Exercise instructions
Reproduce each of the following entries verbatim, line for line, with no changes.

Provided data
******

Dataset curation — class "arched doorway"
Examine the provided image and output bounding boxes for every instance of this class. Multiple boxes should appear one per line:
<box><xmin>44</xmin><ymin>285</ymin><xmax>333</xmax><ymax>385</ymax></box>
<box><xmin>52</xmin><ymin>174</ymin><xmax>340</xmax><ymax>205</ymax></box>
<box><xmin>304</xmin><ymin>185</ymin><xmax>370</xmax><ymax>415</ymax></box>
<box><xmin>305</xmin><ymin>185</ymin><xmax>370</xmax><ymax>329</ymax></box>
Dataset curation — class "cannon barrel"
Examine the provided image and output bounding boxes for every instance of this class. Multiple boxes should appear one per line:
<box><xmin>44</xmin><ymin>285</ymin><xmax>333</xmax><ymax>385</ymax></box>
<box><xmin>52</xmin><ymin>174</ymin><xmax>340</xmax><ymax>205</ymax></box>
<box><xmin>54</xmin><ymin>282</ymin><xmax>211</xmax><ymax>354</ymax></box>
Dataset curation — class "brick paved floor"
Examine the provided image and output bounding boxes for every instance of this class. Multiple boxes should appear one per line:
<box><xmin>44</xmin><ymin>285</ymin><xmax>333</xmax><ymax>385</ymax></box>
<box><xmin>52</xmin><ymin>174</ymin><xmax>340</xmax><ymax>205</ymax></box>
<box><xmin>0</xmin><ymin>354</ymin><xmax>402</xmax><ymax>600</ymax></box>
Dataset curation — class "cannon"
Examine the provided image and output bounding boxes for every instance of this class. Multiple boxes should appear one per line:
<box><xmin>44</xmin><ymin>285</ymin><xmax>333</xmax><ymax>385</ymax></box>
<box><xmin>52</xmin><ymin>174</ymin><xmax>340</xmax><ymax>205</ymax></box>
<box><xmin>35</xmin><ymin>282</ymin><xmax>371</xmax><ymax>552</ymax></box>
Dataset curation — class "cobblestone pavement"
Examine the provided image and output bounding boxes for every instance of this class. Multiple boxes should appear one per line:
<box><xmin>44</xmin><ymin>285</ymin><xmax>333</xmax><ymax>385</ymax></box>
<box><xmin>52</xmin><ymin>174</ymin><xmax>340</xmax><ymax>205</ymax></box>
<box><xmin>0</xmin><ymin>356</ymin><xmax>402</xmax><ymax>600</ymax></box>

******

Exercise solution
Dataset curation — class "arched doorway"
Examine the provided image and output bounding boxes for every instance of this class. Multiple boxes should appear one per line:
<box><xmin>44</xmin><ymin>285</ymin><xmax>333</xmax><ymax>385</ymax></box>
<box><xmin>52</xmin><ymin>174</ymin><xmax>340</xmax><ymax>205</ymax></box>
<box><xmin>304</xmin><ymin>185</ymin><xmax>370</xmax><ymax>415</ymax></box>
<box><xmin>305</xmin><ymin>185</ymin><xmax>370</xmax><ymax>329</ymax></box>
Dataset curation — class "cannon barrel"
Examine the provided image and output bounding boxes for every instance of this class. Multiple boxes should appear one per line:
<box><xmin>44</xmin><ymin>285</ymin><xmax>333</xmax><ymax>385</ymax></box>
<box><xmin>52</xmin><ymin>174</ymin><xmax>340</xmax><ymax>205</ymax></box>
<box><xmin>54</xmin><ymin>282</ymin><xmax>211</xmax><ymax>354</ymax></box>
Dataset curation — class "brick paved floor"
Examine the provided image and output bounding boxes for every instance of this class. Multiple boxes should appear one per line:
<box><xmin>44</xmin><ymin>285</ymin><xmax>333</xmax><ymax>385</ymax></box>
<box><xmin>52</xmin><ymin>174</ymin><xmax>340</xmax><ymax>205</ymax></box>
<box><xmin>0</xmin><ymin>354</ymin><xmax>402</xmax><ymax>600</ymax></box>
Dataset curation — class "cannon"
Examine the provided image and output bounding boxes for every instance of this class. Multiple boxes should appear one per line:
<box><xmin>44</xmin><ymin>285</ymin><xmax>333</xmax><ymax>385</ymax></box>
<box><xmin>52</xmin><ymin>174</ymin><xmax>340</xmax><ymax>205</ymax></box>
<box><xmin>35</xmin><ymin>282</ymin><xmax>371</xmax><ymax>552</ymax></box>
Dataset curation — class "cobblestone pavement"
Examine the provided image and output bounding boxes for every instance of this class. Multiple boxes should appear one per line:
<box><xmin>44</xmin><ymin>285</ymin><xmax>333</xmax><ymax>385</ymax></box>
<box><xmin>52</xmin><ymin>174</ymin><xmax>340</xmax><ymax>205</ymax></box>
<box><xmin>0</xmin><ymin>356</ymin><xmax>402</xmax><ymax>600</ymax></box>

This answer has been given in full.